• Stated exercise
Reproduce the records below word for word, from the line that contains "Where can you find the chestnut" through the line that contains "point(112, 234)", including both of those lines.

• Information provided
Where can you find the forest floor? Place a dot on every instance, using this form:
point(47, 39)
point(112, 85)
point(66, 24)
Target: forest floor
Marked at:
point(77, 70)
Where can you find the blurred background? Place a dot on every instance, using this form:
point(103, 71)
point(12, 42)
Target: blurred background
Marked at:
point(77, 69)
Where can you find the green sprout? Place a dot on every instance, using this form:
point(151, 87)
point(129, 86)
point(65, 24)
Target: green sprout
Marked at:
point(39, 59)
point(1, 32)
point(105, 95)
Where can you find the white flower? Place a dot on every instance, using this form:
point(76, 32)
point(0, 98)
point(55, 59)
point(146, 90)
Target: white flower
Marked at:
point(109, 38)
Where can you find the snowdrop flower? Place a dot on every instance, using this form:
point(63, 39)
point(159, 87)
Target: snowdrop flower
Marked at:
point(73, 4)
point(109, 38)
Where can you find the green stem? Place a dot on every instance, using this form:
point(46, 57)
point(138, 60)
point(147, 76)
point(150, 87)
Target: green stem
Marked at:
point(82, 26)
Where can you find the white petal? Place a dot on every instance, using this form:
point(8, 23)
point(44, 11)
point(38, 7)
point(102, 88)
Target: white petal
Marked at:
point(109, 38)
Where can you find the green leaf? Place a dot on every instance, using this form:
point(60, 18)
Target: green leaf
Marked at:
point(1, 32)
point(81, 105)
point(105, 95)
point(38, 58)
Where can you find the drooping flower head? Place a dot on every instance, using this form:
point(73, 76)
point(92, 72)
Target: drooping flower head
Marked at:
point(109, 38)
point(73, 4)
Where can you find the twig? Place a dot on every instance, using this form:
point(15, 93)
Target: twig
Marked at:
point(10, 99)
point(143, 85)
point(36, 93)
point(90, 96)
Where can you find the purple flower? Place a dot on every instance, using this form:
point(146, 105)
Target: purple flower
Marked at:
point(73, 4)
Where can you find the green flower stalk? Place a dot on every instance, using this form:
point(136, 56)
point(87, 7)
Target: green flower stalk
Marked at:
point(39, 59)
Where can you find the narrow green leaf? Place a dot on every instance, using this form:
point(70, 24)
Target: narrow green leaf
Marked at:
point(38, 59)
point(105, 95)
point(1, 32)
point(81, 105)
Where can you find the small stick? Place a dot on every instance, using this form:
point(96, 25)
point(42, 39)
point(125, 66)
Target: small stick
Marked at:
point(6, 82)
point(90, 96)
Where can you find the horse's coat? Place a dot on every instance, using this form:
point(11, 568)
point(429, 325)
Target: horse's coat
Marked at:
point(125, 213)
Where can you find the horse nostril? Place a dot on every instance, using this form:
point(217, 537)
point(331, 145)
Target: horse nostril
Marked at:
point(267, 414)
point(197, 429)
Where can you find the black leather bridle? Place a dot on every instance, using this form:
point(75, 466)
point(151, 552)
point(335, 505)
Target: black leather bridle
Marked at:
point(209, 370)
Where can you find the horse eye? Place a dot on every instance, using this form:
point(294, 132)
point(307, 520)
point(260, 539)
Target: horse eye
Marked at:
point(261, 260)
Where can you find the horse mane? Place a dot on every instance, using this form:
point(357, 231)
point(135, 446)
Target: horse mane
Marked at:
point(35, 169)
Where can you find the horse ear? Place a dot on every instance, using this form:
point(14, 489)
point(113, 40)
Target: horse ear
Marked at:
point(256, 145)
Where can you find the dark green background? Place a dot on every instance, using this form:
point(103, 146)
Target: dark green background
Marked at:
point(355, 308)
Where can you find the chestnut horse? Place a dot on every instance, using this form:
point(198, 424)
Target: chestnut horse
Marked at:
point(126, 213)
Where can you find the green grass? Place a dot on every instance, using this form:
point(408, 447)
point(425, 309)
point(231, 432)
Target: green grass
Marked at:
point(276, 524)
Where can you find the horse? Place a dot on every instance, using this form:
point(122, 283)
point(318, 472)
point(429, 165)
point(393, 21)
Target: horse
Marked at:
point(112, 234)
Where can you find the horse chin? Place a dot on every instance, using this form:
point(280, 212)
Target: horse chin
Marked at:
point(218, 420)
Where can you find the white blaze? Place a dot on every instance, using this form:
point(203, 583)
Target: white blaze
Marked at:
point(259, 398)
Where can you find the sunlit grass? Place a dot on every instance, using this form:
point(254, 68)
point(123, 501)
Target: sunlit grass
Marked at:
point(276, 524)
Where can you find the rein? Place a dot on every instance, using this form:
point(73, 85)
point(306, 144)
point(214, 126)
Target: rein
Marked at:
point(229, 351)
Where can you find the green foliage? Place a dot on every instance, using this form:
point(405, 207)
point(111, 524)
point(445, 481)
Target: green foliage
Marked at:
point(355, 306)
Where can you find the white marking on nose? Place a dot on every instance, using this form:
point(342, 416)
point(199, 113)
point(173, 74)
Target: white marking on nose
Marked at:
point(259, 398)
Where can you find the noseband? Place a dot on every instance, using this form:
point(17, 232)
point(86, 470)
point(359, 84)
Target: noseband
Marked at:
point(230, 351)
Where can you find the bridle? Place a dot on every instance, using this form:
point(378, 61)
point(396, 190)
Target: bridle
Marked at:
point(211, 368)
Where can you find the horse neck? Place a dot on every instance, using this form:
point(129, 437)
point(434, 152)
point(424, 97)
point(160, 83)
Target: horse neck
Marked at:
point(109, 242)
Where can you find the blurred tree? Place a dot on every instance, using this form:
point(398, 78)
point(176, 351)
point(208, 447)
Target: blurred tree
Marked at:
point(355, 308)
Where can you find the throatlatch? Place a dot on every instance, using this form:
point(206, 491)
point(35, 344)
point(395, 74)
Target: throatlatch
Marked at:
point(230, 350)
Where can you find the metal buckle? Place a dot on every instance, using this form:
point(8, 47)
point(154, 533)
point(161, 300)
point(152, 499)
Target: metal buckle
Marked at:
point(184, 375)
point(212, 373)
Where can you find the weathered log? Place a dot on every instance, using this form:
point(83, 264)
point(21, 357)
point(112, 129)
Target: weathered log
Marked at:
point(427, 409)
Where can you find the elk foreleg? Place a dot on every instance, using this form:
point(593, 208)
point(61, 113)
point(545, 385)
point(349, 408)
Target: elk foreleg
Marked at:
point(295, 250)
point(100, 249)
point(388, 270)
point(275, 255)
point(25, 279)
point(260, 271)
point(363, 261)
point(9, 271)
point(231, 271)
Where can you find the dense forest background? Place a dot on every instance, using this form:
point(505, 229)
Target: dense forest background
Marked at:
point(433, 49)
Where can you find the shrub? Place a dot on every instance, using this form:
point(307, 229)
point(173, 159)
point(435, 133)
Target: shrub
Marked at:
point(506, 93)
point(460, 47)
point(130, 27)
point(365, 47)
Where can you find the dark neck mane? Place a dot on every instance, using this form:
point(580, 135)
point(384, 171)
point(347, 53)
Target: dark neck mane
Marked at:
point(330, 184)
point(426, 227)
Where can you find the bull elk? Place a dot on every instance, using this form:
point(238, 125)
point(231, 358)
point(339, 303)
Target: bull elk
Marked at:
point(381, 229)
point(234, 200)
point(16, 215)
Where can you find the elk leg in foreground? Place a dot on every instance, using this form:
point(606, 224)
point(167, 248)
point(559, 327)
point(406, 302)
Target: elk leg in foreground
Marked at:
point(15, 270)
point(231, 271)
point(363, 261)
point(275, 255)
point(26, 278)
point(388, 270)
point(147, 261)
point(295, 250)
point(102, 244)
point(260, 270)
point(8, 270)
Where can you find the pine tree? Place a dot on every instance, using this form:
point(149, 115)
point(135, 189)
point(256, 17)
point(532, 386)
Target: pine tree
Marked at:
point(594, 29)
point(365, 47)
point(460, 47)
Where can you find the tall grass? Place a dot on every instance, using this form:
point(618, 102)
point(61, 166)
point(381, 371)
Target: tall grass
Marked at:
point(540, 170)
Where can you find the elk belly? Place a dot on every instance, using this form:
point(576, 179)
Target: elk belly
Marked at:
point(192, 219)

• Solution for this task
Where can you find the chestnut horse? Place a dot on every instance, using this form:
point(198, 424)
Target: chestnut horse
Marked at:
point(126, 213)
Where can you find the green grass? Place a dot on every instance, using this form:
point(408, 447)
point(425, 309)
point(231, 432)
Target: green grass
Marked at:
point(276, 524)
Where can you find the horse? Place a dot on every instance, using this form:
point(122, 283)
point(318, 472)
point(429, 165)
point(393, 21)
Target: horse
Marked at:
point(112, 234)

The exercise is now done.